**SELECTED PASSAGE:**
____________________

# Destin, FL versus Key West?



## daileyad (Mar 21, 2012)

I saw someone else's success at getting Emerald Grand (EGG) so I added it to our ongoing request and got a confirmation last night!  But now I'm second guessing myself.  We were originally planning on Key West and have never been to Key West or Destin.  Can someone give me a pros/cons list for both of these so I can decide if I should throw it back today and hold out for Key West?


----------



## bogey21 (Mar 21, 2012)

If the beach is your thing, go to Destin which has fabulous beaches.  If you like history, bars, restaurants, etc., choose Key West.  

George


----------



## tombo (Mar 21, 2012)

Key west has more night life. If you like to drink and party all night, there are a lot of places in Key west to do just that. Key West is beautiful but the few beaches are small and often crowded. Key west is not a very big island and you can see it all in a day or less. If you rent a car and drive through all of the keys, that is a different deal, but to spend a whole week on key West is a lot of relaxing (or boredom depending on the person) after seeing the island. Not much to do other than sun, fish, snorkle, dive, eat, and drink. I personally love those things, but one that likes a lot to do might get bored in Key West after a day or 2. 

Destin has beautiful beaches with soft powdery sugar white sand. The water is the turquoise that is mainly seen in the Caribbbean. The beach runs for miles and you can find a lot of secluded places where you have it almost to yourself. Lots of shops, outlet mall, restaurants, sea doo rentals, pontoon boat rentals, parasailing, water parks, tons of golf courses, some almost all night party spots (Baytowne Wharf), and a short drive to numerous other beaches (Panama City, Fort Walton, Seaside (where the Truman Story was filmed), Watercolour, Grayton Beach, Perdido key, Pensacola Beach, Gulf Shores, etc). Drive to Pensacola to see the Air and Space museum, Panama city to Shell island, Gulf Shores to the Flora-Bama. Mobile to the USS Alabama WW II battleship and also tour a submarine. Marine World has lots of animals, fish and dolphin shows. There is greyhound racing, and lots more within Destin or a short drive from there.

I love both places, but go to Destin often because it is only a 6 1/2 hour drive from my house. Key West is a location I have only been to a few times because it is so far. In the winter Key West is much better than Destin because Destin can get chilly. In the spring, summer, or fall the weather at either should be similar.

____________________

**TASK INPUTS:**
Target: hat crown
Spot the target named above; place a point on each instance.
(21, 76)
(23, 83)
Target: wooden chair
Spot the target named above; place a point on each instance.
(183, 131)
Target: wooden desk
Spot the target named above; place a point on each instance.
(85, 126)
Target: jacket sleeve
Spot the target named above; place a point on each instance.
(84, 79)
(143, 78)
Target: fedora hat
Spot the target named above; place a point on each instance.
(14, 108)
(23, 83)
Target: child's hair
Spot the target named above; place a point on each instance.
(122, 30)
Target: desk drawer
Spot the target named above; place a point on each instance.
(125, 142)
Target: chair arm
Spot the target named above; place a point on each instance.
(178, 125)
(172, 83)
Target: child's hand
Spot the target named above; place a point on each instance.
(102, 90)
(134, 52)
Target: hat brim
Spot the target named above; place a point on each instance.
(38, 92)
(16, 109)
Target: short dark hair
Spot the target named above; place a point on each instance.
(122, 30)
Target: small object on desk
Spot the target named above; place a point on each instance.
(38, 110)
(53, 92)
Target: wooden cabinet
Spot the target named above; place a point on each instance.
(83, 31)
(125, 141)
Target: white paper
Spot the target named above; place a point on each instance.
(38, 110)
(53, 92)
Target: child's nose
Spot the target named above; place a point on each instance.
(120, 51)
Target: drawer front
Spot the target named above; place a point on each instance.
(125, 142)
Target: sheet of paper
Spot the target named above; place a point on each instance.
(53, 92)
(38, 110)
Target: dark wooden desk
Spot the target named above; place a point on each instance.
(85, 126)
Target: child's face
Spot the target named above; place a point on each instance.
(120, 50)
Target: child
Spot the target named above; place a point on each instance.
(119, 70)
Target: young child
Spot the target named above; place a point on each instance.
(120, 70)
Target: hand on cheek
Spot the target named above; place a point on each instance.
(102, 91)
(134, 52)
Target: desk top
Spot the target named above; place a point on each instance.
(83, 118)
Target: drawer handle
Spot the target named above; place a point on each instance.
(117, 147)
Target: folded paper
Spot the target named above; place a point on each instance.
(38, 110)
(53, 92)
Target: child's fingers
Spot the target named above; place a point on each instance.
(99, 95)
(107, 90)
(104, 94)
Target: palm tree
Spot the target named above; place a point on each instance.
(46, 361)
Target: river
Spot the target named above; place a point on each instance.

____________________

**STATED EXERCISE 1:** In the Destin versus Key West thread, which place is named as where the Truman Story was filmed?
**STATED EXERCISE 2:** Please return every line of the records that contains the word "desk".
The thread and the records have nothing to do with each other.

**EXPECTED ANSWER 1:** Seaside

**EXPECTED ANSWER 2:**
Target: wooden desk
Target: desk drawer
Target: small object on desk
Target: dark wooden desk
Target: desk top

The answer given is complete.